**Do this**
In the listing below, rename "ring rule" to "hole rule" wherever it occurs and reproduce every line with nothing else changed.
━━━━━ Data for the task ━━━━━
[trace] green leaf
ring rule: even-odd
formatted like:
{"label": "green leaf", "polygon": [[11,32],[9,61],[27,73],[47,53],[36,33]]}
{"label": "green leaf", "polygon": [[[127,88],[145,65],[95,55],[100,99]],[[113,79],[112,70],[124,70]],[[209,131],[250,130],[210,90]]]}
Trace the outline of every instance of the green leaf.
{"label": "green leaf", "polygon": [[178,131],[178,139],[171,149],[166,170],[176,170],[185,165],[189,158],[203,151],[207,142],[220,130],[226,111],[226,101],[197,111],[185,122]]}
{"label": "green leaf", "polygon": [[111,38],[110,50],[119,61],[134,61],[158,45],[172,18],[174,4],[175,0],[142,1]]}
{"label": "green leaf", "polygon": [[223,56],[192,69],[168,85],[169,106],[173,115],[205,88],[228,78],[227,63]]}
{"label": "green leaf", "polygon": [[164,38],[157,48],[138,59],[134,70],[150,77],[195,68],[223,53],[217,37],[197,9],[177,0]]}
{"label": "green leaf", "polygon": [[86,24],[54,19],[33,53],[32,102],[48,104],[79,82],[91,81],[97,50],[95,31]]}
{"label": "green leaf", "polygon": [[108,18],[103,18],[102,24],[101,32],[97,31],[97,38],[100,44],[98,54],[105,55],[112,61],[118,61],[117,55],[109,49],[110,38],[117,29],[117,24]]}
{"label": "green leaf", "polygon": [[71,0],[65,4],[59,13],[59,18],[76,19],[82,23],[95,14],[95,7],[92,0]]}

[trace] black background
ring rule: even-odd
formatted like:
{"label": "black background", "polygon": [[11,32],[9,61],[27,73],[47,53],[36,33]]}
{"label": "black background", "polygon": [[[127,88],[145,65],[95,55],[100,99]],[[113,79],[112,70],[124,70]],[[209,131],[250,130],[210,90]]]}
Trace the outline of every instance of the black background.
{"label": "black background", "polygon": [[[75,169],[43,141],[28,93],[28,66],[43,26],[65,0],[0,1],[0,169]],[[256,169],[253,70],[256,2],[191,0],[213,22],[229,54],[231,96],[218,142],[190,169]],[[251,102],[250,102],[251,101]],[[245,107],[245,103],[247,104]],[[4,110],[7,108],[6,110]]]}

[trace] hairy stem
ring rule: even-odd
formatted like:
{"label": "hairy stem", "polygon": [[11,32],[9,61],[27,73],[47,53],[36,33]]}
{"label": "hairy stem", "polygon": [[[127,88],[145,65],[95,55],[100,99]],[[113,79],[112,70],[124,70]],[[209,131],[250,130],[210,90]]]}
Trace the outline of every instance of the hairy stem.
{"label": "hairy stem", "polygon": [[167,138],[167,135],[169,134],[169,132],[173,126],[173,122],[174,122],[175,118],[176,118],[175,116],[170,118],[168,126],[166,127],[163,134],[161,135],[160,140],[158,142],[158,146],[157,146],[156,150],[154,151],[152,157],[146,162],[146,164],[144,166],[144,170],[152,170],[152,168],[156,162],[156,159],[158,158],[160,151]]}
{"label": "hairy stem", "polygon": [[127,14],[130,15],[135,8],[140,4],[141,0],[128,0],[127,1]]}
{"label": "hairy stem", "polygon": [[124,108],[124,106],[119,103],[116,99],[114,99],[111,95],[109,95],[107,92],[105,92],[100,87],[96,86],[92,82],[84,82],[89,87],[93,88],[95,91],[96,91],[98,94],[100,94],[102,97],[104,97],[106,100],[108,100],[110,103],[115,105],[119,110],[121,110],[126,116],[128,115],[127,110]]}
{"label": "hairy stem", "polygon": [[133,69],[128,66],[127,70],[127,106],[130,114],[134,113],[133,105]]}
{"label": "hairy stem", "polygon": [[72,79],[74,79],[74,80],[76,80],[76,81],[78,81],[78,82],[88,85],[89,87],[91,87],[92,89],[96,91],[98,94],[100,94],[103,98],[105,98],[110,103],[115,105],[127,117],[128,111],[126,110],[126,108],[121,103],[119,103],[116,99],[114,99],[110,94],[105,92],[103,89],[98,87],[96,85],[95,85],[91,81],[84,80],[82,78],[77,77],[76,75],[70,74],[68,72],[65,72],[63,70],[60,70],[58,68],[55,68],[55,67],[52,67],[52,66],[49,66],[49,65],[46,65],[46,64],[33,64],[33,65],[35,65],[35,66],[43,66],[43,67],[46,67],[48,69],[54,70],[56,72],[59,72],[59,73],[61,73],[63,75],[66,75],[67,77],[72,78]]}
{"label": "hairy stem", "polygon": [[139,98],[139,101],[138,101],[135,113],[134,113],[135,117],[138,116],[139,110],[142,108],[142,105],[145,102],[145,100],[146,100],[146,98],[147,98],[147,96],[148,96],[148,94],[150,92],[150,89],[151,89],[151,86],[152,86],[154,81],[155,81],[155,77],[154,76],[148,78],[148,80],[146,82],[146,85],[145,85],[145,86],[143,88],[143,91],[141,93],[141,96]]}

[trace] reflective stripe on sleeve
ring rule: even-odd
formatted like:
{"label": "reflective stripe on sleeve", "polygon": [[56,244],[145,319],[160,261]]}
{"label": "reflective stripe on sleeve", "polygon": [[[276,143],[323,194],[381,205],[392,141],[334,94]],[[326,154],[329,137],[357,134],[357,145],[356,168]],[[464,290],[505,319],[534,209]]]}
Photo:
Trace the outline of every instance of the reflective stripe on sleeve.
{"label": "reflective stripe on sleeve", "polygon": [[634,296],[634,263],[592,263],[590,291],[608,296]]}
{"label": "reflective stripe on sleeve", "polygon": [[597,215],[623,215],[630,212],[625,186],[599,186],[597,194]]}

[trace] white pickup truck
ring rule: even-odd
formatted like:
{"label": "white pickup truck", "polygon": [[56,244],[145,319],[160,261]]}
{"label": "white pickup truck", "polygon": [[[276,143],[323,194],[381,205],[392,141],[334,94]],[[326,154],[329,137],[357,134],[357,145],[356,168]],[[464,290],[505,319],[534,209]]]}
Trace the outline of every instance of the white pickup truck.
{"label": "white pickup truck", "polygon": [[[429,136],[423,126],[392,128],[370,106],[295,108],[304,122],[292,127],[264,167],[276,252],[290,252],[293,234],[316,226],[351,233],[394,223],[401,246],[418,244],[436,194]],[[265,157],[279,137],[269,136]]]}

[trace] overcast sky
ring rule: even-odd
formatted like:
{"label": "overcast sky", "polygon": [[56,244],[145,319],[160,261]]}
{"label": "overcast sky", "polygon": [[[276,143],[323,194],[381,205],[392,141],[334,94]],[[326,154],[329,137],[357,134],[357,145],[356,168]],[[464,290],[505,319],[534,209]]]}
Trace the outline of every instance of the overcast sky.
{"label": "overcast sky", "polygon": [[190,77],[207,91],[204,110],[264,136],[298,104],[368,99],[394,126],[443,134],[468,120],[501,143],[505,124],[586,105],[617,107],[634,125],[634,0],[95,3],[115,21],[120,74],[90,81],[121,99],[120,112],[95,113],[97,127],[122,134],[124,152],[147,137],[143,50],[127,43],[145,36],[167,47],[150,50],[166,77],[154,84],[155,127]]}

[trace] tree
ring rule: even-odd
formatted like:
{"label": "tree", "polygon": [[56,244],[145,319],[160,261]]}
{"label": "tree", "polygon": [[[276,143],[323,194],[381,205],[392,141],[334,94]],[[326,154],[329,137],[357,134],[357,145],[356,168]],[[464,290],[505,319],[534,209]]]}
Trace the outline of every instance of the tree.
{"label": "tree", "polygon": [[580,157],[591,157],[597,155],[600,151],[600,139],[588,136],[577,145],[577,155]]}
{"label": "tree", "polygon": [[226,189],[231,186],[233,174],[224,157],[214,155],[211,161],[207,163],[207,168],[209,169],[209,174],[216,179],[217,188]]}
━━━━━
**Worked solution**
[trace] green leaf
hole rule: even-odd
formatted like:
{"label": "green leaf", "polygon": [[11,32],[9,61],[27,73],[47,53],[36,33]]}
{"label": "green leaf", "polygon": [[[127,88],[145,65],[95,55],[100,99]],[[113,79],[112,70],[124,70]],[[209,131],[250,130],[210,90]]]}
Trace the outline of every instance of the green leaf.
{"label": "green leaf", "polygon": [[178,131],[178,139],[171,149],[166,170],[176,170],[185,165],[189,158],[203,151],[207,142],[220,130],[226,111],[226,101],[197,111],[185,122]]}
{"label": "green leaf", "polygon": [[111,38],[110,50],[119,61],[134,61],[158,45],[172,18],[174,4],[175,0],[142,1]]}
{"label": "green leaf", "polygon": [[223,56],[192,69],[168,85],[169,106],[173,115],[205,88],[228,78],[227,63]]}
{"label": "green leaf", "polygon": [[164,38],[157,48],[138,59],[134,70],[150,77],[195,68],[223,53],[217,37],[197,9],[177,0]]}
{"label": "green leaf", "polygon": [[86,24],[54,19],[33,53],[32,102],[48,104],[79,82],[91,81],[97,50],[95,31]]}
{"label": "green leaf", "polygon": [[108,18],[103,18],[102,24],[101,32],[97,31],[97,38],[100,44],[98,54],[105,55],[112,61],[118,61],[117,55],[109,49],[110,38],[117,29],[117,24]]}
{"label": "green leaf", "polygon": [[71,0],[65,4],[59,13],[59,18],[76,19],[82,23],[95,14],[95,7],[92,0]]}

[trace] black background
hole rule: even-odd
formatted like:
{"label": "black background", "polygon": [[11,32],[9,61],[27,73],[47,53],[36,33]]}
{"label": "black background", "polygon": [[[127,88],[145,65],[95,55],[100,99]],[[113,79],[112,70],[124,70]],[[209,131],[250,130],[210,90]]]}
Trace the outline of every instance of the black background.
{"label": "black background", "polygon": [[[75,169],[43,141],[28,93],[28,66],[43,26],[65,0],[0,1],[0,169]],[[256,169],[253,70],[256,2],[191,0],[213,22],[229,54],[231,96],[218,142],[190,169]],[[251,102],[250,102],[251,101]],[[245,107],[245,103],[247,104]],[[4,110],[7,108],[6,110]]]}

[trace] hairy stem
hole rule: even-odd
formatted like:
{"label": "hairy stem", "polygon": [[11,32],[9,61],[27,73],[47,53],[36,33]]}
{"label": "hairy stem", "polygon": [[[127,88],[145,65],[95,55],[100,99]],[[113,79],[112,70],[124,70]],[[209,131],[250,130],[210,90]]]}
Trace the outline of every instance of the hairy stem.
{"label": "hairy stem", "polygon": [[167,138],[167,135],[169,134],[169,132],[173,126],[173,122],[174,122],[175,118],[176,118],[175,116],[170,118],[168,126],[166,127],[163,134],[161,135],[160,140],[158,142],[158,146],[157,146],[156,150],[154,151],[152,157],[146,162],[146,164],[144,166],[144,170],[152,170],[152,168],[156,162],[156,159],[158,158],[160,151]]}
{"label": "hairy stem", "polygon": [[127,14],[130,15],[135,8],[140,4],[141,0],[128,0],[127,1]]}
{"label": "hairy stem", "polygon": [[124,108],[124,106],[119,103],[116,99],[114,99],[111,95],[109,95],[107,92],[105,92],[100,87],[96,86],[92,82],[84,82],[89,87],[93,88],[95,91],[96,91],[98,94],[100,94],[102,97],[104,97],[106,100],[108,100],[110,103],[115,105],[119,110],[121,110],[126,116],[128,115],[127,110]]}
{"label": "hairy stem", "polygon": [[133,69],[128,66],[127,70],[127,106],[130,114],[134,113],[133,105]]}
{"label": "hairy stem", "polygon": [[72,79],[74,79],[74,80],[76,80],[76,81],[78,81],[78,82],[88,85],[89,87],[91,87],[92,89],[96,91],[98,94],[100,94],[103,98],[105,98],[110,103],[115,105],[127,117],[128,111],[126,110],[126,108],[121,103],[119,103],[116,99],[114,99],[110,94],[105,92],[103,89],[98,87],[96,85],[95,85],[91,81],[84,80],[82,78],[77,77],[76,75],[70,74],[68,72],[65,72],[63,70],[60,70],[58,68],[55,68],[55,67],[52,67],[52,66],[49,66],[49,65],[46,65],[46,64],[33,64],[33,65],[35,65],[35,66],[43,66],[43,67],[46,67],[48,69],[54,70],[56,72],[59,72],[59,73],[61,73],[63,75],[66,75],[67,77],[72,78]]}
{"label": "hairy stem", "polygon": [[139,98],[139,101],[138,101],[135,113],[134,113],[135,117],[138,116],[139,110],[142,108],[142,105],[145,102],[145,100],[146,100],[146,98],[147,98],[147,96],[148,96],[148,94],[150,92],[150,89],[151,89],[151,86],[152,86],[154,81],[155,81],[155,77],[154,76],[148,78],[148,80],[146,82],[146,85],[145,85],[145,86],[143,88],[143,91],[141,93],[141,96]]}

[trace] reflective stripe on sleeve
hole rule: even-odd
formatted like:
{"label": "reflective stripe on sleeve", "polygon": [[56,244],[145,319],[160,261]]}
{"label": "reflective stripe on sleeve", "polygon": [[[276,143],[323,194],[381,205],[392,141],[334,94]],[[326,154],[329,137],[357,134],[357,145],[356,168]],[[464,290],[505,319],[534,209]]]}
Photo:
Trace the outline of every instance of the reflective stripe on sleeve.
{"label": "reflective stripe on sleeve", "polygon": [[634,296],[634,263],[592,263],[590,291],[608,296]]}
{"label": "reflective stripe on sleeve", "polygon": [[597,215],[623,215],[630,212],[625,186],[599,186],[597,194]]}

[trace] white pickup truck
hole rule: even-odd
formatted like:
{"label": "white pickup truck", "polygon": [[56,244],[145,319],[160,261]]}
{"label": "white pickup truck", "polygon": [[[276,143],[323,194],[381,205],[392,141],[334,94]],[[326,154],[329,137],[357,134],[357,145],[356,168]],[[464,290],[505,319],[534,209]]]}
Trace the outline of every instance of the white pickup truck.
{"label": "white pickup truck", "polygon": [[[429,136],[423,126],[392,128],[370,106],[295,108],[304,122],[292,127],[264,167],[276,252],[290,252],[293,234],[316,226],[351,233],[394,223],[401,246],[418,244],[436,194]],[[265,157],[279,137],[269,136]]]}

[trace] overcast sky
hole rule: even-odd
formatted like:
{"label": "overcast sky", "polygon": [[56,244],[145,319],[160,261]]}
{"label": "overcast sky", "polygon": [[[276,143],[323,194],[381,205],[392,141],[334,94]],[[326,154],[329,137],[357,134],[357,145],[356,168]],[[464,290],[505,319],[534,209]]]}
Trace the outline of every instance of the overcast sky.
{"label": "overcast sky", "polygon": [[190,77],[207,91],[204,110],[264,136],[298,104],[368,99],[394,126],[443,134],[468,120],[501,143],[505,124],[586,105],[617,107],[634,125],[634,0],[95,3],[115,21],[120,74],[90,81],[121,99],[120,112],[95,113],[97,127],[122,134],[124,152],[147,137],[143,50],[127,43],[145,36],[167,47],[150,50],[166,77],[154,84],[155,127]]}

[trace] tree
hole rule: even-odd
formatted like:
{"label": "tree", "polygon": [[56,244],[145,319],[160,261]]}
{"label": "tree", "polygon": [[[276,143],[323,194],[381,205],[392,141],[334,94]],[[326,154],[329,137],[357,134],[357,145],[356,168]],[[464,290],[505,319],[534,209]]]}
Trace the outline of every instance of the tree.
{"label": "tree", "polygon": [[580,157],[591,157],[597,155],[600,151],[600,139],[588,136],[577,145],[577,155]]}
{"label": "tree", "polygon": [[226,189],[231,186],[233,174],[224,157],[214,155],[211,161],[207,163],[207,168],[209,169],[209,174],[216,179],[217,188]]}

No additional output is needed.